• **Activity**
Within the records below is a range that opens at the line with "Question. Point out every instance of the black" and closes at the line with "Query: black glove". Return that range word for word, both ends included, and only that range.
------------
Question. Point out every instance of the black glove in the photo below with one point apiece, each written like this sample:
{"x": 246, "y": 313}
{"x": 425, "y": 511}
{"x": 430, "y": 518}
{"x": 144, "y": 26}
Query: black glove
------------
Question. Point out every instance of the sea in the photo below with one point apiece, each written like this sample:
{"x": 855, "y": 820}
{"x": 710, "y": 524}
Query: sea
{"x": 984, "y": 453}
------------
• **Reply**
Question. Point out every instance of the black glove in the photo below with one point apiece, each written like this sample:
{"x": 246, "y": 313}
{"x": 425, "y": 511}
{"x": 430, "y": 518}
{"x": 144, "y": 26}
Query: black glove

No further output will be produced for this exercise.